→ **To do**
Your answer should contain only the lines from the top of the data below down through the one with "Target: black store sign", transcribed exactly and without pictures; please include nothing more.
###
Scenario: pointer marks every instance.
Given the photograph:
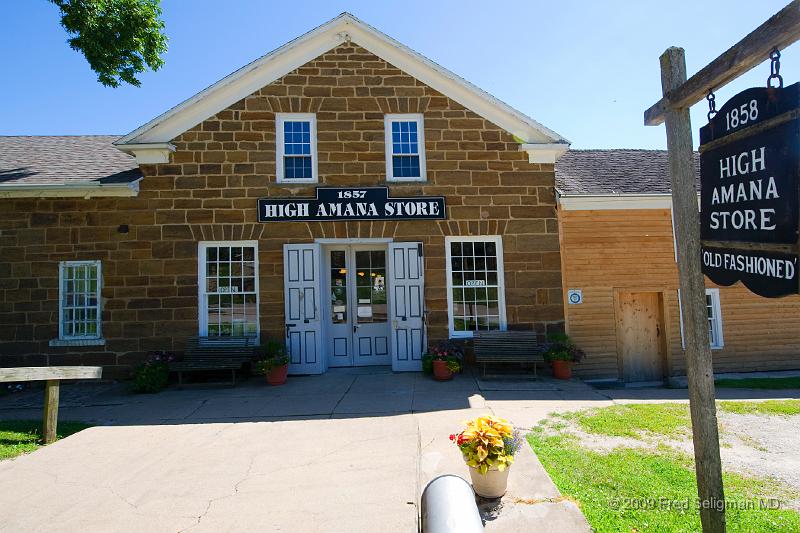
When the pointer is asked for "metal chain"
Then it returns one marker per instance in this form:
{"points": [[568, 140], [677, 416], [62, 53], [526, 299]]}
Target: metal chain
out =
{"points": [[712, 105], [775, 69]]}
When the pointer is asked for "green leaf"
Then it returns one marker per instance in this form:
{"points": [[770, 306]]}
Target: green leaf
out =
{"points": [[119, 38]]}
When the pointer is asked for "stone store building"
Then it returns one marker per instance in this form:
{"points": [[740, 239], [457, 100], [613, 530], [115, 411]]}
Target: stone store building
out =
{"points": [[342, 193]]}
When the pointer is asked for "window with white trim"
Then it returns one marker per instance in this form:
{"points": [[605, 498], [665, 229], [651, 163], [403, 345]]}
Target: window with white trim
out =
{"points": [[714, 318], [405, 147], [713, 315], [79, 300], [296, 147], [475, 286], [228, 276]]}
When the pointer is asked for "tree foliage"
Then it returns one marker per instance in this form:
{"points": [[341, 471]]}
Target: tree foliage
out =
{"points": [[119, 38]]}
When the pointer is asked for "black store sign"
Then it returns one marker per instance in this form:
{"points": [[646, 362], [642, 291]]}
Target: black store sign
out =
{"points": [[750, 191], [336, 203]]}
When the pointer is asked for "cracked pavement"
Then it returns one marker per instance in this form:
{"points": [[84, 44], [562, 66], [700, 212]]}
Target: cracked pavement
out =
{"points": [[348, 451]]}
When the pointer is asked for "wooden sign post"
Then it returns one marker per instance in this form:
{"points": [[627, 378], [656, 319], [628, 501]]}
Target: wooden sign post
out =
{"points": [[679, 94]]}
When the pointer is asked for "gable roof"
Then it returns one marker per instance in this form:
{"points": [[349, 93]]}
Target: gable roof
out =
{"points": [[84, 163], [616, 172], [300, 51]]}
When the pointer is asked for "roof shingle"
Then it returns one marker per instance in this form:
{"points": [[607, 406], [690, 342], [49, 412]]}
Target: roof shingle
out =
{"points": [[588, 172], [64, 160]]}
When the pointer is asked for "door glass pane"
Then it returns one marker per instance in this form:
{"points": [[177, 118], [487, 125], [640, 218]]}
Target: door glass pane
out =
{"points": [[338, 286], [370, 271]]}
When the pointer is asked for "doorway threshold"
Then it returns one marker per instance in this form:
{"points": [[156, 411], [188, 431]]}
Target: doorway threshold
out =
{"points": [[360, 370]]}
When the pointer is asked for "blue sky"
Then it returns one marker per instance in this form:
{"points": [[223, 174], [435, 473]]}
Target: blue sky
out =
{"points": [[584, 69]]}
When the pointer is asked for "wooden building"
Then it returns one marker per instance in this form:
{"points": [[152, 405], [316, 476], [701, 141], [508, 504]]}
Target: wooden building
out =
{"points": [[618, 256]]}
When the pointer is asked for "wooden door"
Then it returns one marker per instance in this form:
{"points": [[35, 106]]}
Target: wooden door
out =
{"points": [[640, 336], [370, 317], [407, 305], [301, 274]]}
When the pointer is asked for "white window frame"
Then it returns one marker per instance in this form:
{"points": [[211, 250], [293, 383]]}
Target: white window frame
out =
{"points": [[62, 266], [717, 311], [280, 120], [202, 304], [716, 319], [387, 127], [501, 282]]}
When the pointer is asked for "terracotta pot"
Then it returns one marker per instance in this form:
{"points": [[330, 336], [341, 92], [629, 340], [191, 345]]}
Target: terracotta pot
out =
{"points": [[492, 484], [440, 371], [562, 369], [277, 375]]}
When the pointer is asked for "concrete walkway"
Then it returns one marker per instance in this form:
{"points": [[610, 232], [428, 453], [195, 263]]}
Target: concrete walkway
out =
{"points": [[348, 451]]}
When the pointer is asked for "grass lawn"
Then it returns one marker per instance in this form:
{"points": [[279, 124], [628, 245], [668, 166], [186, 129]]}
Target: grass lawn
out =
{"points": [[767, 407], [759, 383], [23, 436], [649, 488]]}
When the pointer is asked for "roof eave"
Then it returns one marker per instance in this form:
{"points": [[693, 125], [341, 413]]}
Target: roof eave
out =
{"points": [[84, 190], [607, 201], [147, 153]]}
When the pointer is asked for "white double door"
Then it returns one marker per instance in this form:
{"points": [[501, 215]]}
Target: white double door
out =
{"points": [[356, 317], [349, 304]]}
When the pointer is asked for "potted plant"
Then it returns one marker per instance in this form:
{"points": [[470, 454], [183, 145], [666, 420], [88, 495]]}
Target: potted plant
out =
{"points": [[562, 353], [488, 445], [153, 374], [273, 362], [445, 360]]}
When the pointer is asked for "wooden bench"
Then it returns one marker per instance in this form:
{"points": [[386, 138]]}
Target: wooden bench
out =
{"points": [[53, 376], [214, 353], [507, 347]]}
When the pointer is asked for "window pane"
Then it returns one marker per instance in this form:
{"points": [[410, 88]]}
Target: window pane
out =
{"points": [[474, 278], [79, 297], [230, 297]]}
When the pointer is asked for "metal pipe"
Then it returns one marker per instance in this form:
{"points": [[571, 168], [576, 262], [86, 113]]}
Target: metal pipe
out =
{"points": [[448, 506]]}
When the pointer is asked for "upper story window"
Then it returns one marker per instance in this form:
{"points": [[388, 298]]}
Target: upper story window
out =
{"points": [[296, 147], [405, 147], [79, 300]]}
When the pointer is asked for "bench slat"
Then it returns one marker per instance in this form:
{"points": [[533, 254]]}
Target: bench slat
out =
{"points": [[507, 347]]}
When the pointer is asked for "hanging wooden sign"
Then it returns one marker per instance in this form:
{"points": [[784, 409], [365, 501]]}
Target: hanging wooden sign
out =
{"points": [[365, 203], [750, 191]]}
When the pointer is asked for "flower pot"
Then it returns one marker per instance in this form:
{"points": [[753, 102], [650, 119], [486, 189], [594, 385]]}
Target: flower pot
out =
{"points": [[562, 369], [441, 372], [492, 484], [277, 375]]}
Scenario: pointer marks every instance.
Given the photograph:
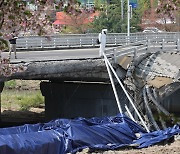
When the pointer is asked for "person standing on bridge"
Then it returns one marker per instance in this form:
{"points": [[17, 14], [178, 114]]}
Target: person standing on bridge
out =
{"points": [[102, 41], [12, 42]]}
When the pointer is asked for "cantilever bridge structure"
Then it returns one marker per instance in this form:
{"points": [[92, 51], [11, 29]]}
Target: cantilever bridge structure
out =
{"points": [[147, 64]]}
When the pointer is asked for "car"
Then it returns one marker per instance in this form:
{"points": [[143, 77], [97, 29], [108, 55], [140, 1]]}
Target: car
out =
{"points": [[152, 30]]}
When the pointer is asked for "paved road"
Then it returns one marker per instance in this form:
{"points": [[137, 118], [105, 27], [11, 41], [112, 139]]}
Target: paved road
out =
{"points": [[54, 54]]}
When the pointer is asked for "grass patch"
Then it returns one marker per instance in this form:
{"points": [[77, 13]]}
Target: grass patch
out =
{"points": [[21, 100], [10, 84]]}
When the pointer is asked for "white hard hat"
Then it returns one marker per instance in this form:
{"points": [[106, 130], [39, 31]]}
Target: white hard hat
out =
{"points": [[104, 30]]}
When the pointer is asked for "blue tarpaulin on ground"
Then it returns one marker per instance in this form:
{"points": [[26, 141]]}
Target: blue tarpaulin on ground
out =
{"points": [[64, 135]]}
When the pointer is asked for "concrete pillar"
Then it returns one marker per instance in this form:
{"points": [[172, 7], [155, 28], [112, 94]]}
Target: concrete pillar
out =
{"points": [[1, 89], [72, 100]]}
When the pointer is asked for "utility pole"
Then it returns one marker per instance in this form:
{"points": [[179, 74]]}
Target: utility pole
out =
{"points": [[128, 19]]}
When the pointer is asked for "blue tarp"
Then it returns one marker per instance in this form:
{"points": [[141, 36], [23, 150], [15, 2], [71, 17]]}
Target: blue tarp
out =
{"points": [[64, 135]]}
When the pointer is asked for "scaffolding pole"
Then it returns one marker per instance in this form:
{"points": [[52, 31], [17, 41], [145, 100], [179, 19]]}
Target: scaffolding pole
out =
{"points": [[129, 98], [113, 86]]}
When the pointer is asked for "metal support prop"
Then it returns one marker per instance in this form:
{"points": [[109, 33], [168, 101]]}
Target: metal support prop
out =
{"points": [[149, 110], [113, 86], [129, 98], [160, 118], [130, 115]]}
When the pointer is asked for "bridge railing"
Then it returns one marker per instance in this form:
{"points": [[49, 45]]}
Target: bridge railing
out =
{"points": [[145, 46], [87, 40]]}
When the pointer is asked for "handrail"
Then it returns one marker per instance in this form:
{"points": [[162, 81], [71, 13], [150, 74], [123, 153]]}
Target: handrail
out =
{"points": [[88, 40]]}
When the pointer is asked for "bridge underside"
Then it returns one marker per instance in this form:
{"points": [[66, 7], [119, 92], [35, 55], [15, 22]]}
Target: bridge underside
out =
{"points": [[81, 87]]}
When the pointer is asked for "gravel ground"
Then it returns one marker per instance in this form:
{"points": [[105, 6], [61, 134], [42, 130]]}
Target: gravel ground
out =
{"points": [[173, 148]]}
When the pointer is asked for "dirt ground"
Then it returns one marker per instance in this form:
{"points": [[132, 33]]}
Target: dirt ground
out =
{"points": [[37, 114]]}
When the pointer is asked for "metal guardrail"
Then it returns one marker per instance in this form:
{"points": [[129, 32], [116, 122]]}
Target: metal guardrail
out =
{"points": [[87, 40], [142, 47]]}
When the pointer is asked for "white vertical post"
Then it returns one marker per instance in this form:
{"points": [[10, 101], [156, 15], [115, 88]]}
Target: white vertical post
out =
{"points": [[122, 9]]}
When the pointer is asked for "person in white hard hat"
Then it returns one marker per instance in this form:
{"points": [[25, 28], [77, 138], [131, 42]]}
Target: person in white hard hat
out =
{"points": [[102, 41]]}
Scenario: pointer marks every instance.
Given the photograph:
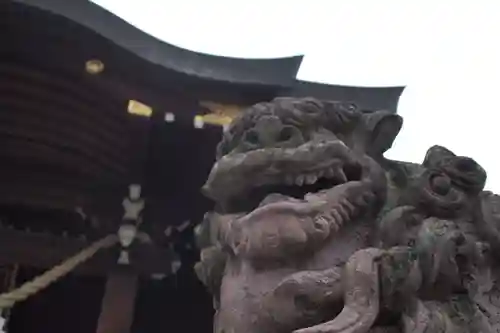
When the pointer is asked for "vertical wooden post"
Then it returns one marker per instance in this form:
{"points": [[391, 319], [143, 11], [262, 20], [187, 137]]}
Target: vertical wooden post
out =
{"points": [[117, 310]]}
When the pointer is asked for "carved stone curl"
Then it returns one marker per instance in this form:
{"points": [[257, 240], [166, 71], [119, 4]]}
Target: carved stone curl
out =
{"points": [[315, 231]]}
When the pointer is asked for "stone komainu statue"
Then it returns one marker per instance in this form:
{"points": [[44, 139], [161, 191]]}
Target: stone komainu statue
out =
{"points": [[315, 231]]}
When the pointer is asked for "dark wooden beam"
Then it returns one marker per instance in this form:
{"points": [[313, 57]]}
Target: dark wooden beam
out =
{"points": [[117, 310], [45, 250]]}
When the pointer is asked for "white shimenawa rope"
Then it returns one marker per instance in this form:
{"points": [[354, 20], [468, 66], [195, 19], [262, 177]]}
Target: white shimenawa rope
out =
{"points": [[8, 299]]}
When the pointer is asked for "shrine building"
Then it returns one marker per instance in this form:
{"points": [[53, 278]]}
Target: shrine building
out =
{"points": [[101, 126]]}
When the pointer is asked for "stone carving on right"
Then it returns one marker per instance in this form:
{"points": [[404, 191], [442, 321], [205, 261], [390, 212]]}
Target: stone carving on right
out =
{"points": [[314, 231]]}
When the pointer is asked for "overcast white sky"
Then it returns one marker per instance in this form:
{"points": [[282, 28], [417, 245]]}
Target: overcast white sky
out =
{"points": [[445, 51]]}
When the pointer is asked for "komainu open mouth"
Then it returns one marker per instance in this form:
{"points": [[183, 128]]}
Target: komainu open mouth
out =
{"points": [[247, 180]]}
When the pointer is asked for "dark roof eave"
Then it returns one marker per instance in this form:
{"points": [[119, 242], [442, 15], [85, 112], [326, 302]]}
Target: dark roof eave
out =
{"points": [[277, 72]]}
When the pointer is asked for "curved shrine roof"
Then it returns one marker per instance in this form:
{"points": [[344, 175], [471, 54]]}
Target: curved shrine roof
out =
{"points": [[267, 72]]}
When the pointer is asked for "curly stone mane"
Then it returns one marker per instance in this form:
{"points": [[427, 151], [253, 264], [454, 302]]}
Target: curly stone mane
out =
{"points": [[299, 112]]}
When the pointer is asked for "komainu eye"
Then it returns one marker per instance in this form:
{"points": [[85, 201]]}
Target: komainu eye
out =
{"points": [[252, 138], [441, 184]]}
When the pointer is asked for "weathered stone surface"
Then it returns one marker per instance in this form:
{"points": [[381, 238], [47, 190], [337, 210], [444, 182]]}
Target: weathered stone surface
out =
{"points": [[315, 231]]}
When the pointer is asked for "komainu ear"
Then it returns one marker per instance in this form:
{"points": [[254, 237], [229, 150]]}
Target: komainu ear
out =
{"points": [[435, 154], [383, 127]]}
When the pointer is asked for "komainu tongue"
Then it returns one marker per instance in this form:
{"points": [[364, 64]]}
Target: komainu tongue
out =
{"points": [[276, 197]]}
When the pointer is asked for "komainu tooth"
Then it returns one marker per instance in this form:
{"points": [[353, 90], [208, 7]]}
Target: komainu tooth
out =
{"points": [[330, 173], [311, 179], [348, 205], [339, 173], [339, 220], [321, 222], [343, 212]]}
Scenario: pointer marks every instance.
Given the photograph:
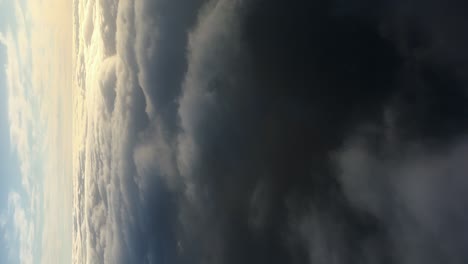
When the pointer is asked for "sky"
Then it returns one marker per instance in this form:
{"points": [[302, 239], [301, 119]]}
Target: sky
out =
{"points": [[36, 119], [233, 131], [268, 131]]}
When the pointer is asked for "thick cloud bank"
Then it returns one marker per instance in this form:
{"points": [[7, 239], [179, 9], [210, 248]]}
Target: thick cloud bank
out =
{"points": [[263, 131]]}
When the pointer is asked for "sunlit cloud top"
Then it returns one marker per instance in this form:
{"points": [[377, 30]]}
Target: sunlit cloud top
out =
{"points": [[37, 218]]}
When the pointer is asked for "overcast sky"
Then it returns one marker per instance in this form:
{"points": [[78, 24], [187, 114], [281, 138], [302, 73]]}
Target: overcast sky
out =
{"points": [[268, 131], [233, 131], [36, 192]]}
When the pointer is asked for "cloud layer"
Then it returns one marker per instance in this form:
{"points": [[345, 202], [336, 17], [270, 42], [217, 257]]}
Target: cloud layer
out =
{"points": [[269, 132]]}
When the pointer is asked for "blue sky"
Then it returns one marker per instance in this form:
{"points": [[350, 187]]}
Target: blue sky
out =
{"points": [[35, 132]]}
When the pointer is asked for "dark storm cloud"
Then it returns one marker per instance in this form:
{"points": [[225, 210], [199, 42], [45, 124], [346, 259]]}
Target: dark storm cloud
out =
{"points": [[284, 132]]}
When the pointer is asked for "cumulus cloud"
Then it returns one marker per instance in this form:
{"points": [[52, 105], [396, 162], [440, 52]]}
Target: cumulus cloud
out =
{"points": [[267, 132]]}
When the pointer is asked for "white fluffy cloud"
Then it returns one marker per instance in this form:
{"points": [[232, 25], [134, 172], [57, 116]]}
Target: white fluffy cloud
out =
{"points": [[39, 109]]}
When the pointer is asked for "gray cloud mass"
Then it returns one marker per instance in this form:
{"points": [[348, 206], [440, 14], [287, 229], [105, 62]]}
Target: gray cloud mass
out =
{"points": [[262, 131]]}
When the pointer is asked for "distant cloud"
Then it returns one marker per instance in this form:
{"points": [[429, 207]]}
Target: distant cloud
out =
{"points": [[264, 132]]}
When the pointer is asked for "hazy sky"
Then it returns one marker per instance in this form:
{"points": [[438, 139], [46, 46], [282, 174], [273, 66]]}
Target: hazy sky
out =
{"points": [[36, 38], [233, 131]]}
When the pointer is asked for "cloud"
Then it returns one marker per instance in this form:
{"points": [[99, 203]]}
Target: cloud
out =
{"points": [[264, 132], [23, 228]]}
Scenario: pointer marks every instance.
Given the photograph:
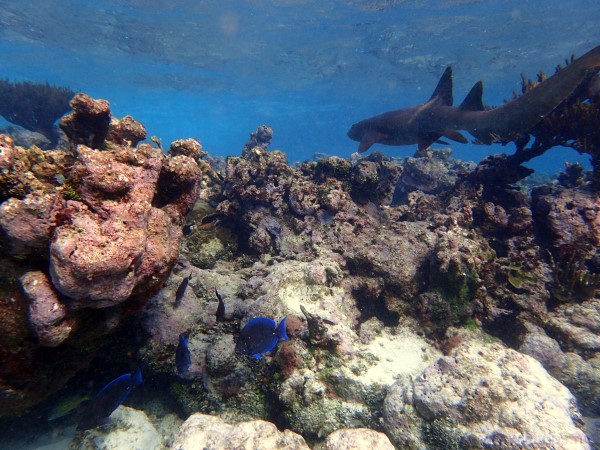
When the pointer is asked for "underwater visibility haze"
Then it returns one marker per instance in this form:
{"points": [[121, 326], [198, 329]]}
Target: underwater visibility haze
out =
{"points": [[308, 69], [299, 224]]}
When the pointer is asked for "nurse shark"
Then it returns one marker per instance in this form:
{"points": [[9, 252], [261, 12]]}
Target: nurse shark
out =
{"points": [[426, 123]]}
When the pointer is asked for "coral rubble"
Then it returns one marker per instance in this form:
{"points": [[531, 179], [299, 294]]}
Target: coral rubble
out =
{"points": [[85, 228]]}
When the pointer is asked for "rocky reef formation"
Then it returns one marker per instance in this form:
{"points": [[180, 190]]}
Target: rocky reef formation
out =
{"points": [[375, 292], [95, 226], [417, 295]]}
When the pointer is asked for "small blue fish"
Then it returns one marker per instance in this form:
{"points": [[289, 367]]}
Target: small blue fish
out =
{"points": [[108, 399], [183, 357], [181, 289], [259, 336]]}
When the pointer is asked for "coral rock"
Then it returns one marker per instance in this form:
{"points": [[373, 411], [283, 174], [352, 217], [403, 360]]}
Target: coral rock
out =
{"points": [[357, 439], [570, 218], [203, 431], [126, 131], [484, 395], [88, 123], [26, 224], [187, 147]]}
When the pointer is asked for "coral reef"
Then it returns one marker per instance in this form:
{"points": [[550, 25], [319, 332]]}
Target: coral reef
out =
{"points": [[413, 289], [573, 124], [83, 228], [34, 106]]}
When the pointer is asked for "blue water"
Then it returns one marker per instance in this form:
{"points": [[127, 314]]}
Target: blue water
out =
{"points": [[309, 68]]}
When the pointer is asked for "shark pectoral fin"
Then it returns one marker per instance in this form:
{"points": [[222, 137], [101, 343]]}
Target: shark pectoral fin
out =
{"points": [[473, 101], [443, 91], [368, 139], [455, 136]]}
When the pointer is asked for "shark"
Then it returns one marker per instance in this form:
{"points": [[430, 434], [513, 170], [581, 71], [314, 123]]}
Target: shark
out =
{"points": [[427, 123]]}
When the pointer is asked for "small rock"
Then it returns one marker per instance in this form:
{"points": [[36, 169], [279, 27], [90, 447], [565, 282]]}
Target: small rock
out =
{"points": [[210, 432]]}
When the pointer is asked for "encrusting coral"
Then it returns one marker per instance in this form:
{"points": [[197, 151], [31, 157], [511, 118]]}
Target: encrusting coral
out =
{"points": [[94, 226]]}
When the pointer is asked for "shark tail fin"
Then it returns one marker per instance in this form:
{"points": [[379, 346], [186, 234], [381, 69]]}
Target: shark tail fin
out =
{"points": [[443, 91], [472, 101]]}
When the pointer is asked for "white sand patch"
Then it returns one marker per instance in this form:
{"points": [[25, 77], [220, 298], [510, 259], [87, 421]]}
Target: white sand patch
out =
{"points": [[404, 353]]}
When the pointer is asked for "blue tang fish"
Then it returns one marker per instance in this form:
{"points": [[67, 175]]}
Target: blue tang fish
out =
{"points": [[108, 399], [259, 336], [183, 357]]}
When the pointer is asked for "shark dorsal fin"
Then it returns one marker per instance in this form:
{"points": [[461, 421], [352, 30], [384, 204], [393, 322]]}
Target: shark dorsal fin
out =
{"points": [[443, 91], [472, 101]]}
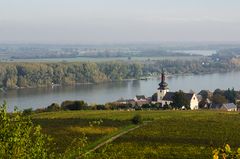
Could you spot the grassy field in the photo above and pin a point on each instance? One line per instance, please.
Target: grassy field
(171, 134)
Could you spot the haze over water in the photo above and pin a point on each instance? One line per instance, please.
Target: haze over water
(111, 91)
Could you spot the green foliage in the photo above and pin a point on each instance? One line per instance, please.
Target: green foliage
(137, 119)
(75, 149)
(74, 105)
(19, 138)
(218, 99)
(231, 95)
(226, 153)
(180, 99)
(53, 107)
(28, 111)
(13, 75)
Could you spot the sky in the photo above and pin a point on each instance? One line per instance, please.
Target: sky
(119, 21)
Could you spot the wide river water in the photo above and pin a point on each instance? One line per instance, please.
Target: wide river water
(111, 91)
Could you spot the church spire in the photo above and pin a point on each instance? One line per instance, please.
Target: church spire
(163, 85)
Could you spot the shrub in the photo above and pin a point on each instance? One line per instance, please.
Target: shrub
(28, 111)
(53, 107)
(137, 119)
(74, 105)
(19, 138)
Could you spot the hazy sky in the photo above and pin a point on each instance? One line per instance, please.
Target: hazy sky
(118, 21)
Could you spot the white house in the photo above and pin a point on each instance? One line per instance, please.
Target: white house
(165, 97)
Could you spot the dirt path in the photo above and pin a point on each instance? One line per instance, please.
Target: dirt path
(112, 139)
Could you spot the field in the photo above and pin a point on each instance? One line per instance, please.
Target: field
(168, 134)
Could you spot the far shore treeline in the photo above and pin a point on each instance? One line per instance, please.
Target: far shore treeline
(30, 75)
(208, 101)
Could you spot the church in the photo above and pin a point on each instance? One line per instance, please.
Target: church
(165, 97)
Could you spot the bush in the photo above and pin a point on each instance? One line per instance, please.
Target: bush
(74, 105)
(137, 119)
(53, 107)
(19, 138)
(28, 111)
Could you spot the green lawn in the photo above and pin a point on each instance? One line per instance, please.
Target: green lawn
(171, 134)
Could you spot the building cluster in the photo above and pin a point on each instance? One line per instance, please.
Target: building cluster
(164, 97)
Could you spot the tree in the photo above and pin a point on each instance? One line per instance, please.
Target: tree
(218, 99)
(180, 99)
(230, 95)
(20, 138)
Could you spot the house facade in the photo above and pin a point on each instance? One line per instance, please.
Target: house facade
(165, 97)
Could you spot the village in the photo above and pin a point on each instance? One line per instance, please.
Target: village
(226, 100)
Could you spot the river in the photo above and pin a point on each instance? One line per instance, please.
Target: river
(111, 91)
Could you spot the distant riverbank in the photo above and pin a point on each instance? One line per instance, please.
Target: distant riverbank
(102, 93)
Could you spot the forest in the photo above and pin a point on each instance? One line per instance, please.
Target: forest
(22, 75)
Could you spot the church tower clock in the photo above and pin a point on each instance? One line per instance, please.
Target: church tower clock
(163, 89)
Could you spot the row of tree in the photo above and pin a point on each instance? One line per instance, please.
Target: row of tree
(15, 75)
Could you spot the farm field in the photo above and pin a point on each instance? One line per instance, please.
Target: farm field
(170, 134)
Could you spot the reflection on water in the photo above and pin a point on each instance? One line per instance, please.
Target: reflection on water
(106, 92)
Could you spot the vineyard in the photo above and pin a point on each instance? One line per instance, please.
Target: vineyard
(167, 134)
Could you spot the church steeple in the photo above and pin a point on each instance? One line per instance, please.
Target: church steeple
(163, 85)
###
→ **Problem solution**
Scenario: pointer marks every instance.
Given the photograph:
When the pointer is asked for "metal chain"
Then it returns one marker per instance in this form:
{"points": [[568, 140], [677, 416], [62, 53], [526, 299]]}
Target: metal chain
out =
{"points": [[712, 105], [775, 69]]}
When the pointer is asked for "green leaf"
Then it returns one marker per instance in this form:
{"points": [[770, 306]]}
Target: green leaf
out =
{"points": [[119, 38]]}
When the pointer is asked for "stone store building"
Then it returns one marker per instance in this form:
{"points": [[740, 239], [457, 100], [613, 530], [115, 411]]}
Target: stone store building
out =
{"points": [[342, 193]]}
When the pointer is asked for "window with white trim"
Then it returns one marker per instance in this form:
{"points": [[605, 498], [665, 229], [651, 163], [403, 345]]}
Target: window with white trim
out =
{"points": [[714, 318], [405, 147], [713, 315], [79, 300], [296, 147], [475, 286], [228, 276]]}
When the pointer is asked for "tree foliage"
Then it returns one marker per instance in this form:
{"points": [[341, 471]]}
Target: tree foliage
out =
{"points": [[119, 38]]}
When the pointer is asked for "black store sign"
Then it returns one marker per instance in this form:
{"points": [[646, 362], [642, 291]]}
Target: black store sign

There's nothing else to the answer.